** begin Provided text **

# Slugs anyone?



## aimee235 (Apr 29, 2007)

This one reminds me of the brain bug!


----------



## Krystle_Ann (Apr 3, 2010)

EWWWWWWWWWWW! slugs scare me! lol


----------



## x-Marky-x (Mar 2, 2010)

What the?! 0.0 THEY ARE SO HUGE AIMEE! >.<


----------



## BittersweetEmbrace (Feb 24, 2010)




----------



## aimee235 (Apr 29, 2007)

That's a cute one. My daughter wanted to keep it. lol. Are the pics still huge for everyone else? I made them smaller but they aren't changing.


----------



## Czar (Nov 11, 2009)

those r bully slugs


----------



## BittersweetEmbrace (Feb 24, 2010)

aimee235 said:


> That's a cute one. My daughter wanted to keep it. lol. Are the pics still huge for everyone else? I made them smaller but they aren't changing.


no they're not huge over here  And yeah he was cute. i ran in the house to get Jasper's old fish bowl, so i can keep the big guy but someone squished him


----------



## BLUE PIT BULL MAN (May 22, 2009)

I was always to grossed out by the slime to mess with those as a kid other then poring salt on then.


----------



## aimee235 (Apr 29, 2007)

Bittersweetembrace- That sucks. I kinda wanted to keep it cause it was soo big but Bobby told me no. So I made Abby take it outside.

Blue Pit Bull Man-
Kinda mean to put salt on them. I never did that cause I figured it would really suck if some huge person came and pored acid on me. Of course I didn't like it when they ate all my strawberries but then I just covered them up with plastic bags before they got ripe.


----------



## BLUE PIT BULL MAN (May 22, 2009)

yeah i never thought about any of that. i was raised by people who showed me things like pouring salt on slugs.


----------



## Lex's Guardian (Aug 8, 2009)

Those things are massive - kinda cool. Never actually seen one in person, thanks for sharing the pics


----------



## aimee235 (Apr 29, 2007)

Thanks. You mean you have never ever seen a slug before?


----------



## christina60546 (May 6, 2010)

The first time i ever saw a slug was when my friend poured salt on it, and it was a sad experience  but they kreep me out really really really bad and the ones around here are only like a inch if that, omg if they were that big id never go outside, my family should have introduced me to bugs as a child.... they're pretty though.... i bet they're slime line is huge.


----------



## ThaLadyPit (Oct 12, 2008)

** end Provided text **
** begin Records **

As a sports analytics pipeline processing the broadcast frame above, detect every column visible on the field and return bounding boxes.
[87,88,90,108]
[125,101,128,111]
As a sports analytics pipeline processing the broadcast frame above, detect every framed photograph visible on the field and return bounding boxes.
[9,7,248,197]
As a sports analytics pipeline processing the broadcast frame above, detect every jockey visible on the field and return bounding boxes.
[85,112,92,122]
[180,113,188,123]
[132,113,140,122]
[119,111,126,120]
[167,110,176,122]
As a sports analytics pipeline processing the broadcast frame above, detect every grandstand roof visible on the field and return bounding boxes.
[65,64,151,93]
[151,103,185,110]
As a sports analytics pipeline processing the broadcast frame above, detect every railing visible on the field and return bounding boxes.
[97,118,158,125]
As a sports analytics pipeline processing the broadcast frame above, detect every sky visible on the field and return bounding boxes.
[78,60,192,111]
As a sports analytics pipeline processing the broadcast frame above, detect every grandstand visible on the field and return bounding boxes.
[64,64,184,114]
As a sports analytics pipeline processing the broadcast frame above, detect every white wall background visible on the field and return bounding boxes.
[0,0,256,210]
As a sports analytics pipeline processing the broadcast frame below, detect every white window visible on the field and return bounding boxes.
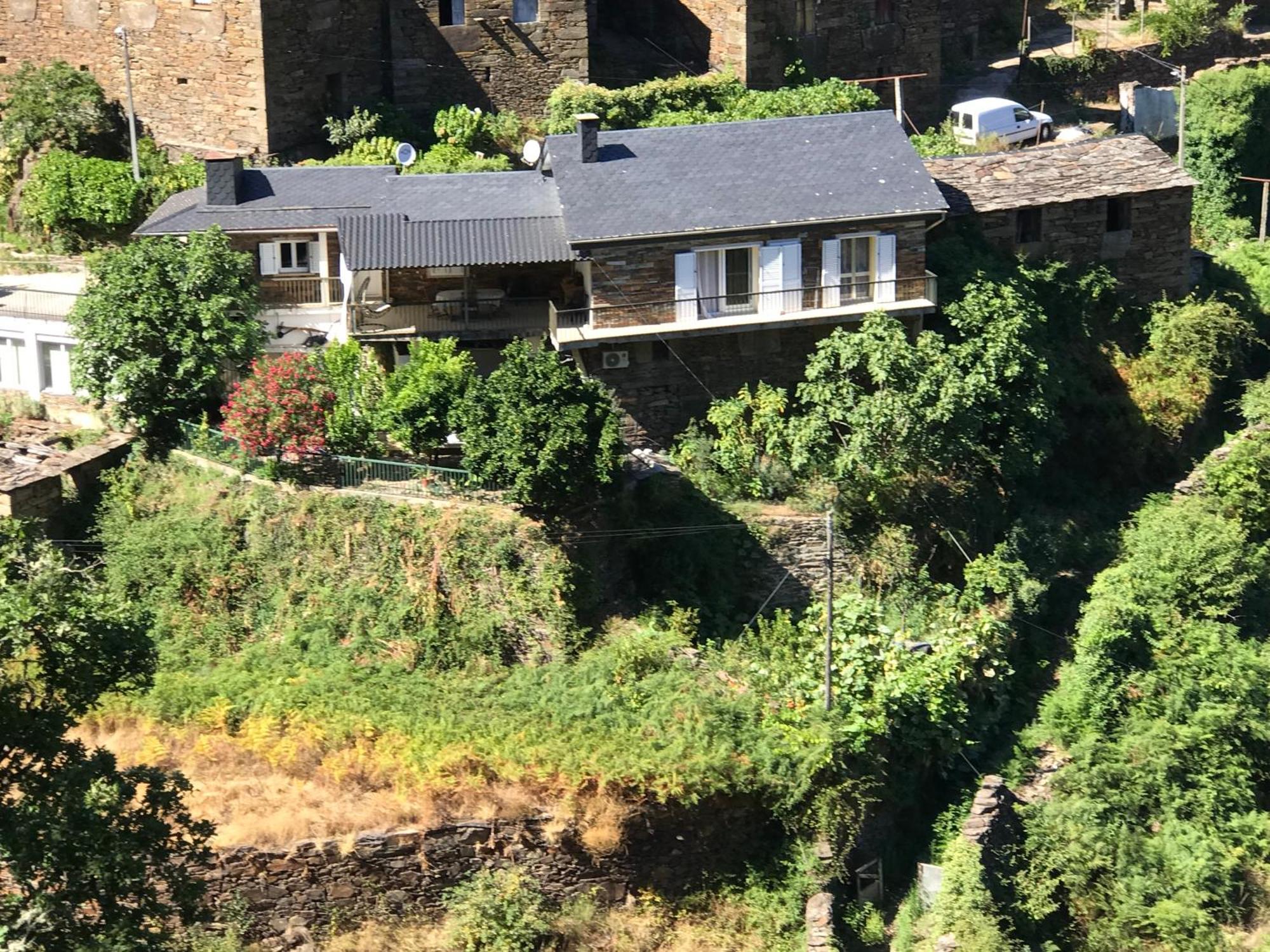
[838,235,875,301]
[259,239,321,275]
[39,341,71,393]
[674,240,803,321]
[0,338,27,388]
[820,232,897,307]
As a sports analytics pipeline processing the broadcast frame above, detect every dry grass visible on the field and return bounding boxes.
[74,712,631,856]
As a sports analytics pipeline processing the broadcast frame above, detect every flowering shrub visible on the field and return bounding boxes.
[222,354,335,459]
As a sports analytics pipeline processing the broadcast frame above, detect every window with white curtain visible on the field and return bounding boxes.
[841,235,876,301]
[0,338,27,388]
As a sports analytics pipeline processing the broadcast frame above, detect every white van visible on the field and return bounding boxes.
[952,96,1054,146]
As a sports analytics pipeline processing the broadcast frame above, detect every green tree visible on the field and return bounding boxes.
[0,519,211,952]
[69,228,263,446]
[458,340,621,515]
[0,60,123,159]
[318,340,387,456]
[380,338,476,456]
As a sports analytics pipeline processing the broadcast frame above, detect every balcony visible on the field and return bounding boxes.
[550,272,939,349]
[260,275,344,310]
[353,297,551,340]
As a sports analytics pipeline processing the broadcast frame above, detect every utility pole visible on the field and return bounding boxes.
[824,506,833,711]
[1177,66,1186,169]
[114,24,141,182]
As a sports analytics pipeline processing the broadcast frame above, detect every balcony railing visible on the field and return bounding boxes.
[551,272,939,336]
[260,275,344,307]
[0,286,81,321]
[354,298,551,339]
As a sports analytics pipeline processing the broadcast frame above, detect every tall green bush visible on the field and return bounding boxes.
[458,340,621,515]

** end Records **
** begin Records **

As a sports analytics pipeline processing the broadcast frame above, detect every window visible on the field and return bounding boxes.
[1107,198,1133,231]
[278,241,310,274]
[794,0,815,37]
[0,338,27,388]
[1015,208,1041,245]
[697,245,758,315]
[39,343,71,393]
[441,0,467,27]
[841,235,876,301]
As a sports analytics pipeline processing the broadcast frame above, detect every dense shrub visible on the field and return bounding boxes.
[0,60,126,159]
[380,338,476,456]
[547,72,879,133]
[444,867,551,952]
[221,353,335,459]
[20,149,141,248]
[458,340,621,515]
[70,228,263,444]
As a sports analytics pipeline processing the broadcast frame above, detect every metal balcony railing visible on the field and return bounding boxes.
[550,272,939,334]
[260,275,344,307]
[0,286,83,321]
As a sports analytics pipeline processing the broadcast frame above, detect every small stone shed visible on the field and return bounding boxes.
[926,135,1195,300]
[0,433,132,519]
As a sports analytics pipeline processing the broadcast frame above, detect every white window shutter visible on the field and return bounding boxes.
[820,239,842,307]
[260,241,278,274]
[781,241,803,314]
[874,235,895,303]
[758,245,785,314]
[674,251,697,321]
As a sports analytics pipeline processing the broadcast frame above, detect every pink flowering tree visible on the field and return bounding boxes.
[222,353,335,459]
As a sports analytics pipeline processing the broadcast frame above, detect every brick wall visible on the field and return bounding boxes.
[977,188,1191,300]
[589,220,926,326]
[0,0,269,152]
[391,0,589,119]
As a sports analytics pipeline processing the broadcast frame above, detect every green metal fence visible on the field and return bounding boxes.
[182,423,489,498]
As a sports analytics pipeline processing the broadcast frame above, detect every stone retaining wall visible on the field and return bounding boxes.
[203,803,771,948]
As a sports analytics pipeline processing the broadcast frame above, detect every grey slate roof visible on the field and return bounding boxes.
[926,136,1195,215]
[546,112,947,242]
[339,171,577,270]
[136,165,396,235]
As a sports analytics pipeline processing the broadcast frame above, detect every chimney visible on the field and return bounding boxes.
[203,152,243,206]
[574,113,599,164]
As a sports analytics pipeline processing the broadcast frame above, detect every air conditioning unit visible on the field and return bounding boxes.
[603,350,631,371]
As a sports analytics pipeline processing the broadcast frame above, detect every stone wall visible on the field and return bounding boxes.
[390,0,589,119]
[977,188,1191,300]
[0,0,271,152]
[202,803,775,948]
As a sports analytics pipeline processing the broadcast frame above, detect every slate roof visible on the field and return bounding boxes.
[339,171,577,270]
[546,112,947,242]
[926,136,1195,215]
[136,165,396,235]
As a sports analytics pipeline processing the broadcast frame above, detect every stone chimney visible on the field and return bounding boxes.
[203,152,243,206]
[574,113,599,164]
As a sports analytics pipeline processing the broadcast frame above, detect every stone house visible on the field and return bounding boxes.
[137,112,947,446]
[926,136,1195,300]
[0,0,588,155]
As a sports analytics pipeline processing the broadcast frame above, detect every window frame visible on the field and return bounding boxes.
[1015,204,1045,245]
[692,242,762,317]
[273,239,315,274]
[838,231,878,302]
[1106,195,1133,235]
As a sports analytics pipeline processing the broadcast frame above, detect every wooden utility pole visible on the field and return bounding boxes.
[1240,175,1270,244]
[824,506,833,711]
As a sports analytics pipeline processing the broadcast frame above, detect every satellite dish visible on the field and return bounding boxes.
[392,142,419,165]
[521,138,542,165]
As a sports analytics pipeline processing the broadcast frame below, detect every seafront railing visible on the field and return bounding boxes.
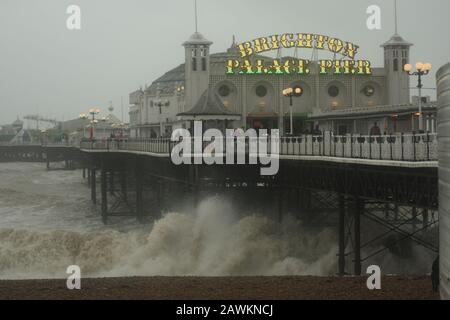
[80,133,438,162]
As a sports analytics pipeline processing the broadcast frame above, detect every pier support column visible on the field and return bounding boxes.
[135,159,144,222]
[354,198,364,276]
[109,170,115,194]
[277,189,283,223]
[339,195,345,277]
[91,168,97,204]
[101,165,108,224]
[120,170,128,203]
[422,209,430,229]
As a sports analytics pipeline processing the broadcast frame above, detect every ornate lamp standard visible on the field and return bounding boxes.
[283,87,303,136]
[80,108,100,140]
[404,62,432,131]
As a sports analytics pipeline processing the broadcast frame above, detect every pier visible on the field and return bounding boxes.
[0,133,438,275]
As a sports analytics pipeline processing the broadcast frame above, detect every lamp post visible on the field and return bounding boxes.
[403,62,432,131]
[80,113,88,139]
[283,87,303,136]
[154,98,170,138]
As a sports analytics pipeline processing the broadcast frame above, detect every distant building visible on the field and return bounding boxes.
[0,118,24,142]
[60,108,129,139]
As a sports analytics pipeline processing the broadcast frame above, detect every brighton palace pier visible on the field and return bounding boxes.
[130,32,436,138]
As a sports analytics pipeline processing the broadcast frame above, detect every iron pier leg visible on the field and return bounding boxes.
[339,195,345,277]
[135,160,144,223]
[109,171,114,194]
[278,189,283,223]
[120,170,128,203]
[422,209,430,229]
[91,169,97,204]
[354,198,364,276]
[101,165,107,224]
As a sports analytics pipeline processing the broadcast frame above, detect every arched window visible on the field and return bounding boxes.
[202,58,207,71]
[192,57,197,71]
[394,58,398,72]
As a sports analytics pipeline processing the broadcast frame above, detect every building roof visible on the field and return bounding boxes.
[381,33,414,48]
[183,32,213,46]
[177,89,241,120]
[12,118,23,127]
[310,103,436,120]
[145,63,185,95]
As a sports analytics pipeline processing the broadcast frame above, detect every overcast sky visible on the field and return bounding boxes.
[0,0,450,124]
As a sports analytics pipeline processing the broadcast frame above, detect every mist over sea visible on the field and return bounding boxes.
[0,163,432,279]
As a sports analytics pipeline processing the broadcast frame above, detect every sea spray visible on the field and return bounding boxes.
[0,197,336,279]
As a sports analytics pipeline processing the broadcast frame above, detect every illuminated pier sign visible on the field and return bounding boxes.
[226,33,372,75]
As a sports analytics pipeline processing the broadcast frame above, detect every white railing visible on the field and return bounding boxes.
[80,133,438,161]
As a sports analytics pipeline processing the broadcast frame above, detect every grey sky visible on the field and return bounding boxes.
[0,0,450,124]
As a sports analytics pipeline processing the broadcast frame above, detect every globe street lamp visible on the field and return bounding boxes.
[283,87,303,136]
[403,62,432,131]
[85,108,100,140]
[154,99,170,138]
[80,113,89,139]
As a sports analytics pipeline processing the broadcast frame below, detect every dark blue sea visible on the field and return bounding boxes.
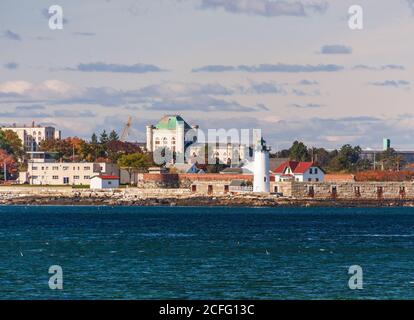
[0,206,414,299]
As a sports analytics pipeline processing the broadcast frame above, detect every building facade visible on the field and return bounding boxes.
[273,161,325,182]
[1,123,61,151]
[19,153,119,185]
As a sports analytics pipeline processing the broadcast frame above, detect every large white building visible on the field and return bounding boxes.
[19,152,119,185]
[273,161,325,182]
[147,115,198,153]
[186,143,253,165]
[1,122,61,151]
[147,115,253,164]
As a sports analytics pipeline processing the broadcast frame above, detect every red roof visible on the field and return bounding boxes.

** end Records **

▶ **Given problem A**
Answer these questions about the slug thread:
(i) What did aimee235 use to cover her strawberries before they got ripe?
(ii) What did BittersweetEmbrace run into the house to get?
(iii) How big does christina60546 say the slugs around her area are?
▶ **Given problem B**
Return the passage of the slug thread that begins with the words "Bittersweetembrace- That sucks." and stops after "they got ripe.", copied word for word.

▶ **Final result A**
(i) Plastic bags.
(ii) Jasper's old fish bowl.
(iii) Only about an inch, if that.

▶ **Final result B**
Bittersweetembrace- That sucks. I kinda wanted to keep it cause it was soo big but Bobby told me no. So I made Abby take it outside.

Blue Pit Bull Man-
Kinda mean to put salt on them. I never did that cause I figured it would really suck if some huge person came and pored acid on me. Of course I didn't like it when they ate all my strawberries but then I just covered them up with plastic bags before they got ripe.